Concern for the relation of the global and the local
flows into the second challenge for preaching the Gospel in the
immediate future, namely, how to relate to an irreducible plurality
as a legitimate part of our world, without forcing it into monistic
categories. Multicultural and multireligious realities are not going
to disappear from our world. We do not want to succumb to a facile
kind of postmodernism which is in effect simply another manifestation
of indifferentism. Our commitments are real and not to be surrendered.
But can we live with otherness and difference in integrity without
succumbing to violence ? Can we find a way to articulate otherness
and difference theologically which can lay the groundwork for Christians
living in constructive harmony with their neighbors ? In a concrete
way, this is the challenge of Christianity as it looks toward Asia
today. Calls for the evangelization of Asia necessarily entail,
it seems to me, a profound new evangelization of the West and other
non-Asian parts of the world looking toward the world's largest,
most populous, and most variegated continent. Here all the transnational
religions of our current world were born ; here they have had centuries
of experience in trying to live together, however tenuously. The
offense some Asians have taken at Christian language of evangelization
cannot simply be considered the scandal of the cross ; it is a profound
invitation to examine our own hearts as Christians.
One place to begin that examination is how we ourselves
deal with the confluence of the premodern, the modern, and the postmodern
in our own midst. Some of us struggle to create the social space
whereby premodern cultures might be able to maintain some measure
of autonomy as the waves of modernization wash over them. Others
see the unfinished agenda of modernity as offering the sought-for
utopia which has been derailed by neoliberal capitalist forces.
^^^^^^^^^^^^^^^^
▸ What you have to do
Extend the passage above on preaching the Gospel amid religious plurality, starting after its final sentence.
^^^^^^^^^^^^^^^^
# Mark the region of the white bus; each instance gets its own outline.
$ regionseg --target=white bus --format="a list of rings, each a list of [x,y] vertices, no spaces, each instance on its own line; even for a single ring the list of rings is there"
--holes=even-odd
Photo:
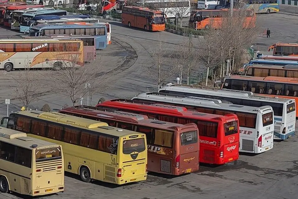
[[[273,110],[269,106],[253,107],[222,103],[218,100],[171,96],[156,93],[142,93],[131,100],[140,103],[183,106],[211,114],[235,114],[239,119],[240,126],[239,152],[259,153],[273,147]]]
[[[9,124],[7,118],[1,121],[1,126]],[[1,127],[0,152],[1,192],[11,191],[35,196],[64,191],[64,163],[61,145]]]
[[[218,1],[214,0],[205,0],[198,1],[198,9],[215,9],[217,5]]]
[[[224,100],[236,105],[260,107],[270,106],[274,112],[274,139],[285,140],[295,134],[295,100],[255,95],[251,92],[221,89],[212,90],[190,85],[168,84],[160,93]],[[292,107],[287,111],[288,107]]]
[[[159,10],[168,18],[189,17],[190,15],[189,0],[141,0],[138,4],[141,7]]]

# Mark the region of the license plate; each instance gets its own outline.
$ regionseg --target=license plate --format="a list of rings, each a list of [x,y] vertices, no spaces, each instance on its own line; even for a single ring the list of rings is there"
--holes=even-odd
^^^^^^^^^^^^^^^^
▸ Expected answer
And a whole new generation has been shaped by the variegated forms
of postmodernity as their lens upon our future. These pluralities
are not something outside ourselves against which we form our identities.
They are profoundly within us, in a world-church and in an order
which exists in so many cultures and places. Unity has been and
must remain a sign of the Church. The articulation of that unity
calls us to explore the other three of the traditional marks of
the Church as a way of giving that genuine and faithful expression
in our time.
Third and finally, the realities of violence in all
its forms, and the frequent implication of religion within the emergence
and sustaining of violence, calls us to plumb more deeply the resources
of peace-making and reconciliation within our faith. Looking at
the killing fields of our world, created by neglect or by design,
the immensity of suffering, and the open wounds that cannot be brought
to healing prompt us to seek the transcendence promised us in the
vision of reconciliation where God reconciles all the world in Christ,
making peace through the blood of his cross (Col. 1 :20). That we
believe that true peace will come through the blood of the cross
already says something about how eventually a vision of violence
and reconciliation is present at the heart of the Christian mystery.
The situation in which we now live at the beginning of the twenty-first
century urges us to plumb the meaning of the Paschal Mystery in
a way in which we have not had to before.
The challenges which face us and face you as an Order
of Friar Preachers will call upon the very best of your traditions.
It will require first of all the discipline of contemplative prayer,
of union with the God who has walked among us, and has known our
sufferings. It has become more and more clear to me that, in dealing
with the unspeakable horrors of what we as human beings have done
to one another, we can only sustain our strength in the realization
that it is God who works reconciliation in the world, not us. The
outcome of all of this, what a genuinely new creation will look
like, can only be seen from God's perspective. Without union with
God in contemplative prayer, we cannot hope to sustain the struggle
before us. We will burn out, the forces of evil will insinuate themselves
into our lives. We are ambassadors of God's reconciliation, as the
Apostle Paul puts it (cf. 2 Cor 5 :20), we are not its authors.
The issues which face us need not only a life of
contemplative prayer, but the profound study which also so marks
the Dominican tradition. The issues I have tried to articulate here-about
global and local discourses, about engaging the pluralism of our
world, about seeking healing and reconciliation-we but barely understand.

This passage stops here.